In the data below, find the line with "Where can you spot the dark" and output it along with every later line, exactly, but not the pictures.
## START
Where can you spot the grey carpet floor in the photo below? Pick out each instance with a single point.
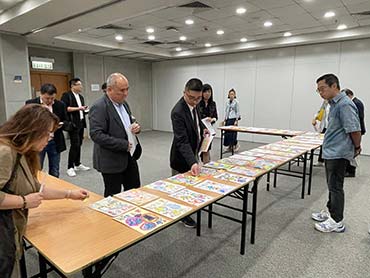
(286, 243)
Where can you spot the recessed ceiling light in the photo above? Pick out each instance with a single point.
(329, 14)
(267, 24)
(189, 21)
(118, 38)
(150, 30)
(241, 10)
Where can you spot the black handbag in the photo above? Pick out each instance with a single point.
(7, 232)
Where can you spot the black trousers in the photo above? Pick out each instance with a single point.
(335, 170)
(130, 178)
(76, 137)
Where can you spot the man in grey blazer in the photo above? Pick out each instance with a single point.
(113, 130)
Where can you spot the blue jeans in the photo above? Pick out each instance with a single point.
(53, 156)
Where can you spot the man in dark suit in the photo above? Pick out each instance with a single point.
(57, 143)
(113, 130)
(351, 170)
(77, 110)
(188, 132)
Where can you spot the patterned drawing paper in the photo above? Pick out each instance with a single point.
(243, 157)
(165, 186)
(191, 197)
(141, 220)
(111, 206)
(233, 178)
(136, 196)
(232, 161)
(217, 165)
(207, 172)
(167, 208)
(185, 179)
(251, 172)
(216, 187)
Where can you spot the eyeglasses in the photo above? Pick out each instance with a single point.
(322, 88)
(193, 98)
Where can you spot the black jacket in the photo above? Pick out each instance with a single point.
(60, 110)
(185, 144)
(361, 113)
(70, 101)
(110, 154)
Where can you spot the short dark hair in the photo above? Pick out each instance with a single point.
(329, 79)
(194, 84)
(348, 92)
(231, 90)
(207, 87)
(48, 88)
(73, 81)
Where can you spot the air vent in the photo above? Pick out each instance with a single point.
(362, 13)
(114, 27)
(195, 5)
(153, 42)
(172, 28)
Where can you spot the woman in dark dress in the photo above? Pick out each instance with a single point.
(208, 111)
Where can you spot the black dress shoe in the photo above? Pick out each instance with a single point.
(349, 175)
(189, 222)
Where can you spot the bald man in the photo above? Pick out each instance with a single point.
(113, 130)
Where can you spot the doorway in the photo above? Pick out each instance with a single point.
(58, 79)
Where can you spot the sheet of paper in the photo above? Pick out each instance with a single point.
(207, 140)
(209, 126)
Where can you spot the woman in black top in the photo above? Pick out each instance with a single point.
(208, 110)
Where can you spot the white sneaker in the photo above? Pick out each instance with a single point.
(82, 168)
(71, 172)
(320, 216)
(330, 225)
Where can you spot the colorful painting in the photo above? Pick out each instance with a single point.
(208, 172)
(216, 187)
(229, 177)
(136, 196)
(185, 179)
(165, 186)
(112, 207)
(141, 220)
(167, 208)
(232, 161)
(251, 172)
(191, 197)
(218, 165)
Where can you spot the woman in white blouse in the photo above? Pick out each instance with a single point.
(232, 116)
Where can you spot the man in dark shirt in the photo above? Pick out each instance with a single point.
(351, 170)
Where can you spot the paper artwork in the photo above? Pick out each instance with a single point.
(191, 197)
(167, 208)
(111, 206)
(136, 196)
(186, 179)
(141, 220)
(229, 177)
(165, 186)
(216, 187)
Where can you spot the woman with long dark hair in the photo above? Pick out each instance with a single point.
(232, 116)
(22, 138)
(208, 111)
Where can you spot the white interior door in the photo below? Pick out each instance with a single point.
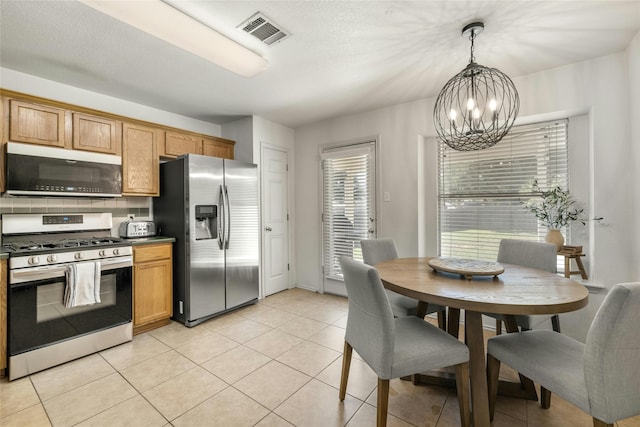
(275, 231)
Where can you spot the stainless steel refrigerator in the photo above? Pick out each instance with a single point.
(210, 206)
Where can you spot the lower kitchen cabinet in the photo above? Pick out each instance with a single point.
(152, 286)
(3, 316)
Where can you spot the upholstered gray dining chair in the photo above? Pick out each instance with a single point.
(540, 255)
(378, 250)
(395, 347)
(601, 377)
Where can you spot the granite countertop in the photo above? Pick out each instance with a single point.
(151, 240)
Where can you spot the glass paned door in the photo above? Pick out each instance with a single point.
(348, 204)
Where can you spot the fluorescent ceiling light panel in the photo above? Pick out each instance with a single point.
(169, 24)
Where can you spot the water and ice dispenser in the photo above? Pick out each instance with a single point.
(206, 222)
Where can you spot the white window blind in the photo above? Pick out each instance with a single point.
(481, 193)
(348, 194)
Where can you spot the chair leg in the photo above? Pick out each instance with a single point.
(383, 402)
(598, 423)
(555, 322)
(545, 398)
(493, 374)
(346, 364)
(442, 319)
(462, 387)
(422, 309)
(453, 319)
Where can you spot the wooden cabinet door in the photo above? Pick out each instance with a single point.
(152, 299)
(153, 284)
(217, 147)
(91, 133)
(176, 144)
(140, 160)
(36, 124)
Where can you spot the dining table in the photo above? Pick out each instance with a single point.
(476, 290)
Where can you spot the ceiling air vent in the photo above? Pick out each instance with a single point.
(264, 29)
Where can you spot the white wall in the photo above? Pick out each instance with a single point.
(599, 87)
(241, 131)
(633, 57)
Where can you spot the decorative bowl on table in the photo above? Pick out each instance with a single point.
(466, 267)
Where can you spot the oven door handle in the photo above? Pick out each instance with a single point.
(48, 272)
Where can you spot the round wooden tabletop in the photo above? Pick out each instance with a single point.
(519, 290)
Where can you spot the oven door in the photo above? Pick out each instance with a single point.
(37, 316)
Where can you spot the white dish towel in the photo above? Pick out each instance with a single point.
(83, 284)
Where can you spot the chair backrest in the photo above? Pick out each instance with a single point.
(540, 255)
(378, 250)
(370, 324)
(612, 355)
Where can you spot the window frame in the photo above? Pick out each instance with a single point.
(516, 138)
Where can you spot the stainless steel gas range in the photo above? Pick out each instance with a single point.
(49, 257)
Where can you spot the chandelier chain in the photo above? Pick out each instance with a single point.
(472, 37)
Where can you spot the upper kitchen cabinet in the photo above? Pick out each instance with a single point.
(36, 124)
(140, 160)
(217, 147)
(99, 134)
(178, 143)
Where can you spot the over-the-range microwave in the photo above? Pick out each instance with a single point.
(36, 170)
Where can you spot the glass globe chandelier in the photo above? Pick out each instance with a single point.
(478, 106)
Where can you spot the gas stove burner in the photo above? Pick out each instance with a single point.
(105, 240)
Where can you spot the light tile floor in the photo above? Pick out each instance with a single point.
(275, 363)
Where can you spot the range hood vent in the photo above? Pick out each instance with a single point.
(264, 29)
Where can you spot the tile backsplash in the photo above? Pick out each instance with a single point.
(120, 208)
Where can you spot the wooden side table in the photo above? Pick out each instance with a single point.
(575, 253)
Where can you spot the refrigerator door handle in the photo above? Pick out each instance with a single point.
(221, 220)
(227, 217)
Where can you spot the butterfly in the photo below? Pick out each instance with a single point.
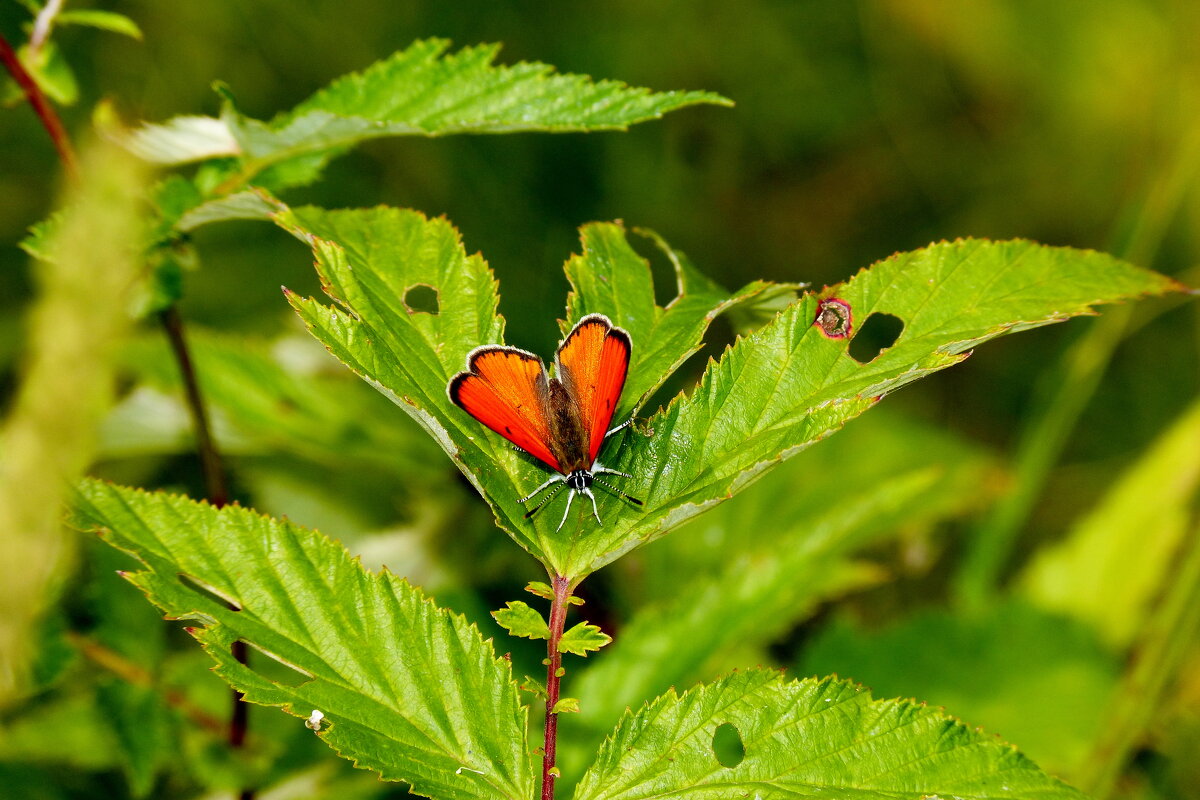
(562, 421)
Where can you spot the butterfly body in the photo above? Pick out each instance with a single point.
(561, 420)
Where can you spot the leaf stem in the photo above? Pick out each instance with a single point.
(43, 109)
(215, 486)
(553, 674)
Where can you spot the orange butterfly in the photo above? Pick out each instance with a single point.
(563, 420)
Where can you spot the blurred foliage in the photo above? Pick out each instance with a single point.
(861, 128)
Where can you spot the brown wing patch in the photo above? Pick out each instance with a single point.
(592, 362)
(505, 389)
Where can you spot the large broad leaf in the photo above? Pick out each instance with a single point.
(371, 262)
(423, 91)
(787, 551)
(1038, 679)
(407, 689)
(773, 394)
(803, 739)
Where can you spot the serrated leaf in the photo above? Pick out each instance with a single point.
(802, 739)
(408, 689)
(1039, 680)
(423, 90)
(263, 407)
(1113, 565)
(107, 20)
(583, 638)
(370, 259)
(519, 619)
(52, 72)
(611, 278)
(787, 385)
(567, 705)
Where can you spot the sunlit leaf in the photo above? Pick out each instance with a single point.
(1111, 567)
(407, 689)
(102, 19)
(777, 391)
(803, 739)
(370, 262)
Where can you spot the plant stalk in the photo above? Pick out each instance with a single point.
(210, 459)
(553, 674)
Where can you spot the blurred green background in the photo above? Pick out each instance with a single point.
(861, 128)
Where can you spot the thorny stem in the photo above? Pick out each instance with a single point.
(43, 109)
(555, 662)
(210, 458)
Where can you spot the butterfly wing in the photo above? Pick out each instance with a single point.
(505, 389)
(592, 362)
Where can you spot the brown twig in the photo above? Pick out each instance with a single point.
(138, 675)
(553, 674)
(215, 486)
(210, 458)
(42, 107)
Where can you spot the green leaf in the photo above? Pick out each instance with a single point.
(407, 689)
(1113, 565)
(370, 259)
(425, 91)
(581, 638)
(803, 739)
(265, 407)
(107, 20)
(534, 687)
(611, 278)
(519, 619)
(181, 139)
(1039, 680)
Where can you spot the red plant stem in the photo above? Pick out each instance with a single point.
(210, 459)
(41, 107)
(557, 621)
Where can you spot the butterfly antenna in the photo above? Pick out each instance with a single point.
(546, 499)
(532, 494)
(623, 425)
(570, 498)
(616, 491)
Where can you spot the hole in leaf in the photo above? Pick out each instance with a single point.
(276, 669)
(208, 590)
(834, 318)
(727, 745)
(421, 299)
(877, 334)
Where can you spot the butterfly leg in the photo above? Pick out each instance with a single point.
(570, 495)
(593, 498)
(556, 479)
(623, 425)
(604, 470)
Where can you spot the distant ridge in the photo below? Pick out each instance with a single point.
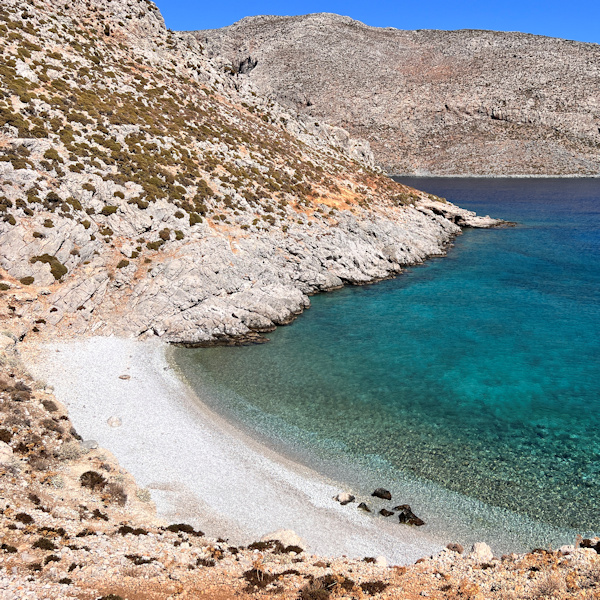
(429, 101)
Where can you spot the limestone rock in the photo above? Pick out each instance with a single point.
(6, 453)
(429, 102)
(286, 536)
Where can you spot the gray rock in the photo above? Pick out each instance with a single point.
(439, 102)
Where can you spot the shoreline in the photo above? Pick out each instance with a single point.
(209, 473)
(230, 482)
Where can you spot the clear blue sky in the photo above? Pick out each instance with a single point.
(570, 19)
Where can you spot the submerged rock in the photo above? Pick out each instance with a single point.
(407, 516)
(344, 498)
(382, 493)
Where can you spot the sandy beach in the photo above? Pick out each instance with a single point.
(198, 467)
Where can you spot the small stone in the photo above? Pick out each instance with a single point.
(481, 553)
(382, 493)
(344, 498)
(407, 516)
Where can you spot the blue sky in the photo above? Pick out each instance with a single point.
(575, 19)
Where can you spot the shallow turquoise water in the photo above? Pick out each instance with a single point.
(479, 372)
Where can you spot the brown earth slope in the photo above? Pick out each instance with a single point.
(430, 102)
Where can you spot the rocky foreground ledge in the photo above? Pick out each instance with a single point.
(73, 524)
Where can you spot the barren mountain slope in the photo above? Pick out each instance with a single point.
(430, 102)
(142, 194)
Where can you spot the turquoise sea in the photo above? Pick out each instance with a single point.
(469, 385)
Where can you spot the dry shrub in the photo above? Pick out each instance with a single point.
(93, 480)
(321, 587)
(24, 518)
(70, 451)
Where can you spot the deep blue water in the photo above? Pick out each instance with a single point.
(478, 372)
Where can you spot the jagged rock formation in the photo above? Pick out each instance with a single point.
(429, 102)
(143, 193)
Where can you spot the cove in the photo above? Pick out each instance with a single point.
(471, 381)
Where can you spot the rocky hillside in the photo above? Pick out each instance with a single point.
(142, 192)
(429, 102)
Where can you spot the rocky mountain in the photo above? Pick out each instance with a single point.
(144, 192)
(429, 102)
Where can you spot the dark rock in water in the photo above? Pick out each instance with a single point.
(594, 544)
(344, 498)
(407, 516)
(381, 493)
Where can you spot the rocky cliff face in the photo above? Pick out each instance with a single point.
(144, 192)
(430, 102)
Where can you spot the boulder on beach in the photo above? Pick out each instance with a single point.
(6, 453)
(286, 537)
(407, 516)
(344, 498)
(382, 493)
(114, 422)
(481, 553)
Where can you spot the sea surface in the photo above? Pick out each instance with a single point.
(470, 386)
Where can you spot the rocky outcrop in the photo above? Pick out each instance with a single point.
(430, 102)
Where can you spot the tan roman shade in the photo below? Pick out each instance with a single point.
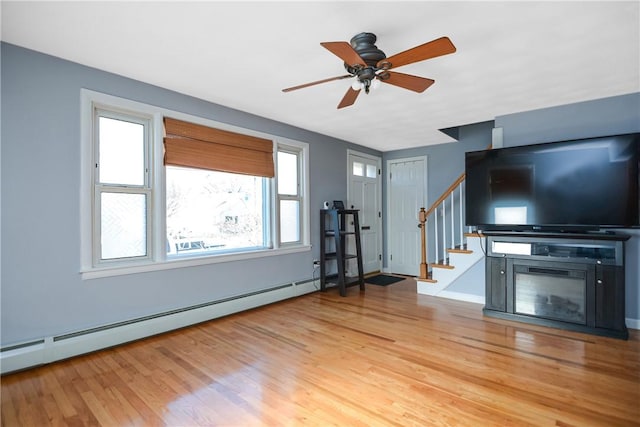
(196, 146)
## END
**Task answer:**
Where can you spot the dark rock in water in the photo above? Pick out each instance with a single point.
(594, 544)
(344, 498)
(407, 516)
(381, 493)
Where can you spot the rocky cliff face in the photo above? Pick out each instance with a single point.
(144, 192)
(430, 102)
Where can you spot the boulder on beach in the photo above? Pick out each instance with a single point.
(6, 453)
(286, 537)
(407, 516)
(344, 498)
(382, 493)
(114, 422)
(481, 553)
Where can you spot the sea surface in the photo above? Pick out each instance with a single point.
(470, 386)
Where can you spot the rocky outcrop in the photo above? Pick out each instance with a single point.
(430, 102)
Where can you spot the tan roman shade in the photo below? Pick out each instance with a single point.
(196, 146)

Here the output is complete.